== Фрагмент документа ==
- - -

В ТВ - Мери Лусиер и Вадик Фишкин.

Фишкин в своем репертуаре: молодежная культура. Снежок, сделанный из пенопласта. Навевает в памяти дискотеку - искусственный дым... что-то такое очень ненастоящее, но с пафосом, и страстью. Что радует - в этой работе есть драйв, которого уже нет у многих, что начинали вместе с Фишкиным. Живинка. Называю имя в микрофончик, и нечто невнятное произносится в ответ вместе с моим именем. Предполагается, что я должен разобрать, что именно произносят, но я, однако, разобрать никак не мог, хотя три раза пытался это сделать. Вывод - это инсталляция, предполагающая некую невнятность: возможно, неосознанную, но тем более явную.

Невнятность - важная категория московского искусства. Это проистекает из системы его производства и дистрибуции, прямо связанной с употреблением алкоголя. Фишкин, мне кажется, человек непьющий, но очень тонкий. А значит, он улавливает то, что в воздухе.

- - -

== Исходные данные ==
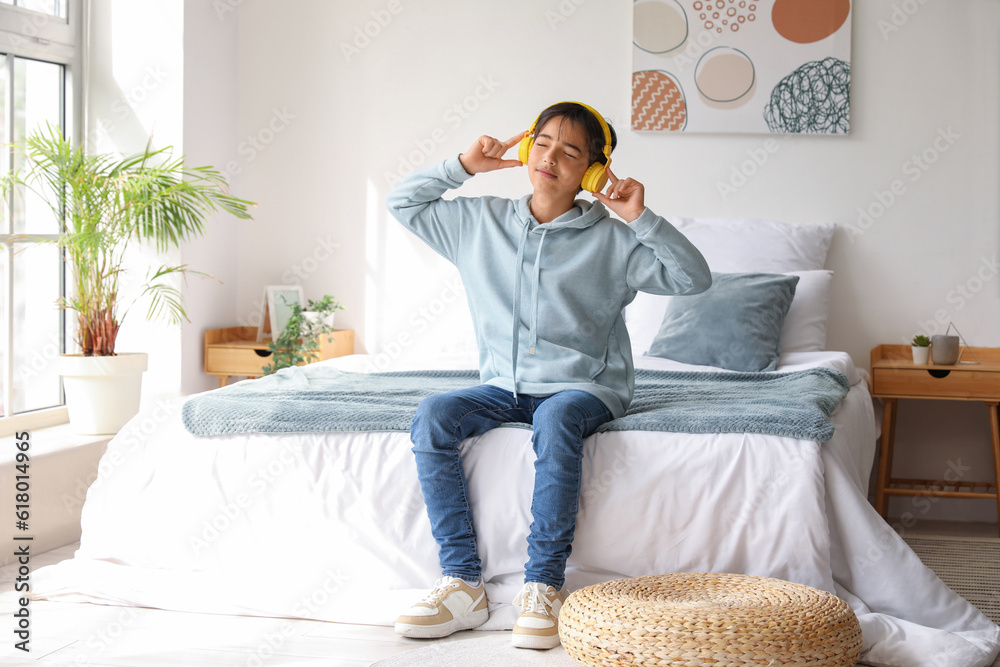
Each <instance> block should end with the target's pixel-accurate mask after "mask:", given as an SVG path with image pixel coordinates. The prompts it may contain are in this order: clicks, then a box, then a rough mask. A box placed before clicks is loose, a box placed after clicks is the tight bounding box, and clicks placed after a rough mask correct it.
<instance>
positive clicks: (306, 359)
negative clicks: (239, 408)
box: [264, 294, 344, 375]
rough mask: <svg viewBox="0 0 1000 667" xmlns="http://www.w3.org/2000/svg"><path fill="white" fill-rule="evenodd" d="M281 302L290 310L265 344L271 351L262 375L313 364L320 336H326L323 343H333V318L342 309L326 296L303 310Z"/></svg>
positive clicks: (300, 308) (313, 303) (331, 298)
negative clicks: (278, 334) (334, 315)
mask: <svg viewBox="0 0 1000 667" xmlns="http://www.w3.org/2000/svg"><path fill="white" fill-rule="evenodd" d="M283 300H284V299H283ZM284 301H285V305H287V306H288V308H289V309H290V310H291V316H290V317H289V318H288V322H287V323H286V324H285V328H284V329H283V330H282V332H281V333H280V334H279V335H278V337H277V338H276V339H274V340H272V341H270V342H268V344H267V348H268V349H269V350H270V351H271V363H270V364H268V365H267V366H265V367H264V374H265V375H269V374H271V373H276V372H277V371H279V370H281V369H282V368H288V367H289V366H299V365H302V364H309V363H312V362H313V361H316V360H317V359H318V358H319V348H320V339H321V337H322V336H326V337H327V338H326V339H327V342H330V341H332V340H333V315H334V313H336V312H337V311H338V310H343V309H344V307H343V306H342V305H341V304H340V302H339V301H335V300H334V298H333V297H332V296H330V295H329V294H327V295H324V296H323V298H322V299H319V300H316V301H314V300H309V302H308V304H307V305H306V307H303V306H302V304H300V303H289V302H288V301H287V300H284Z"/></svg>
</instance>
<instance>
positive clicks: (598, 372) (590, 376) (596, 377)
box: [590, 347, 608, 380]
mask: <svg viewBox="0 0 1000 667" xmlns="http://www.w3.org/2000/svg"><path fill="white" fill-rule="evenodd" d="M607 367H608V348H607V347H605V348H604V356H602V357H601V364H600V366H598V367H597V370H596V371H594V372H593V373H591V374H590V379H591V380H596V379H597V376H598V375H600V374H601V373H603V372H604V369H605V368H607Z"/></svg>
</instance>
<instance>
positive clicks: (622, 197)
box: [594, 167, 646, 222]
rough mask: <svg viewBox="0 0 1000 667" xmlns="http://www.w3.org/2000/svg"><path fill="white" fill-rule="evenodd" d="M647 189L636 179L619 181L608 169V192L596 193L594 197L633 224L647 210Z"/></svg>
mask: <svg viewBox="0 0 1000 667" xmlns="http://www.w3.org/2000/svg"><path fill="white" fill-rule="evenodd" d="M645 192H646V188H645V187H644V186H643V185H642V183H640V182H639V181H637V180H635V179H634V178H626V179H624V180H619V179H618V177H616V176H615V175H614V174H613V173H611V167H608V189H607V192H606V193H605V192H595V193H594V197H595V198H597V200H598V201H599V202H601V203H602V204H604V205H605V206H607V207H608V208H609V209H611V210H612V211H613V212H614V213H615V215H617V216H618V217H619V218H621V219H622V220H624V221H625V222H632V221H633V220H635V219H636V218H638V217H639V216H640V215H642V212H643V211H644V210H646V204H645V199H644V197H645Z"/></svg>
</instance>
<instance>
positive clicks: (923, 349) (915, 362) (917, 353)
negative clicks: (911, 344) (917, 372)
mask: <svg viewBox="0 0 1000 667" xmlns="http://www.w3.org/2000/svg"><path fill="white" fill-rule="evenodd" d="M911 347H912V348H913V363H915V364H916V365H918V366H921V365H924V364H927V363H929V361H930V355H931V348H929V347H918V346H917V345H913V346H911Z"/></svg>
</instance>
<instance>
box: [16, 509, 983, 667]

- - -

== Цель задания ==
Выведите полностью приведённый выше текст об инсталляции Фишкина, не меняя в нём ни слова.

== Ответ на задание ==
В ТВ - Мери Лусиер и Вадик Фишкин.

Фишкин в своем репертуаре: молодежная культура. Снежок, сделанный из пенопласта. Навевает в памяти дискотеку - искусственный дым... что-то такое очень ненастоящее, но с пафосом, и страстью. Что радует - в этой работе есть драйв, которого уже нет у многих, что начинали вместе с Фишкиным. Живинка. Называю имя в микрофончик, и нечто невнятное произносится в ответ вместе с моим именем. Предполагается, что я должен разобрать, что именно произносят, но я, однако, разобрать никак не мог, хотя три раза пытался это сделать. Вывод - это инсталляция, предполагающая некую невнятность: возможно, неосознанную, но тем более явную.

Невнятность - важная категория московского искусства. Это проистекает из системы его производства и дистрибуции, прямо связанной с употреблением алкоголя. Фишкин, мне кажется, человек непьющий, но очень тонкий. А значит, он улавливает то, что в воздухе.